TEXT ▸

● ● ●

SyFy’s new show Dominion, which premiered last Thursday night, is a fascinating mix of exotic theology, totalitarianism, and comic book action. The show takes place in the near future, after an apocalyptic battle between humanity and the angels. God has unaccountably left and gone away, allowing the angel Gabriel to lead a horde of “lower angels” to wreak havoc against mankind.
These evil angels are capable of possessing humans and converting them into super powered yet articulate zombies, able to scale walls and ceilings as well as leap great distances. Unlike zombies, the Possessed can be dispatched pretty much like ordinary humans, with bullets, knives or swords—a head shot is not necessary. But they are fast, and some can actually fly. Alex Lannon, one of the main characters, encounters a few of them—they are called “eight balls”—during a reconnaissance mission outside the walled city of Vega. Alex must flee back to the safety of the city, which provides an opportunity to demonstrate the city’s defensive capability, in a scene very similar to one in Starship Troopers.

● ● ●

DATASET EXCERPTS ▸
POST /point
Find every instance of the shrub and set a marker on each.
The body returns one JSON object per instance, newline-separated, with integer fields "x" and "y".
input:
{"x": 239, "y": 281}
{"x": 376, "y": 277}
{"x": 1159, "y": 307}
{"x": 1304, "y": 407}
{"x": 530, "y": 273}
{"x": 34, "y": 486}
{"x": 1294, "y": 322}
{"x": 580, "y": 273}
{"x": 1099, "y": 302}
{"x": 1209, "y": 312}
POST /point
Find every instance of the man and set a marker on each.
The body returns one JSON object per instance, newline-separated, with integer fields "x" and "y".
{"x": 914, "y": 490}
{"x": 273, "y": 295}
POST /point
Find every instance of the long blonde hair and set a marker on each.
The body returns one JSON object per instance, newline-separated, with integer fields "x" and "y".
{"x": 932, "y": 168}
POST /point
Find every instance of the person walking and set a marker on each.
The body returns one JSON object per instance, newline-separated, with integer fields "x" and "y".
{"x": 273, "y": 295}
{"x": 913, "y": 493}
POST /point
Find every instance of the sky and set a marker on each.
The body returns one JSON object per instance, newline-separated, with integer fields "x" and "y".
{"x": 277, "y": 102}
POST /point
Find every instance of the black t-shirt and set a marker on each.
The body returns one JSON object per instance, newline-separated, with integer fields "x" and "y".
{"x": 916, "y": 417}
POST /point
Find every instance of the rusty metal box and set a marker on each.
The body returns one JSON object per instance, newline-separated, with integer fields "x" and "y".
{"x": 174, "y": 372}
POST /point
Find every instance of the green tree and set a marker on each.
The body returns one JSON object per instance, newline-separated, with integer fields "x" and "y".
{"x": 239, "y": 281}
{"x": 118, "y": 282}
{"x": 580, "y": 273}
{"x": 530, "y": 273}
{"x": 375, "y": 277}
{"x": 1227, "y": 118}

● ● ●

EXERCISE A ▸
In the passage about the show Dominion, what name is given to the Possessed that Alex Lannon encounters outside the walled city of Vega?
EXERCISE B ▸
Continue the passage about the show Dominion from where it stops.

RESPONSE AREA A ▸
They are called "eight balls."

RESPONSE AREA B ▸
Only the archangel Michael, who has broken with his fellow seraphim and cherubim, stands between Gabriel’s minions and beleaguered humanity. He is the tireless defender of the remnant that has survived the conflagration. Yet Michael’s human defendees feel considerable ambivalence about the rigid code and hierarchy he has imposed on them to ensure security and survival.
(If this is what the angels are like, how bad can the demons be?)
Although only 25 years have elapsed since the war with the angels, humanity has regressed nearly a thousand years in social, political and economic organization. People live in fortress city states, where candles, religious statuary, and Greco-Roman architecture exist side by side with plasma screens, high-tech weapons, and video surveillance cameras. Resources are scarce; emissaries from rival cities must barter for food, medicine, wives, and a nuclear reactor. The archaic costumes, set design, and urban scenery really suggest an alternative universe, where the Medieval “Age of Faith” co-exists with advanced technology.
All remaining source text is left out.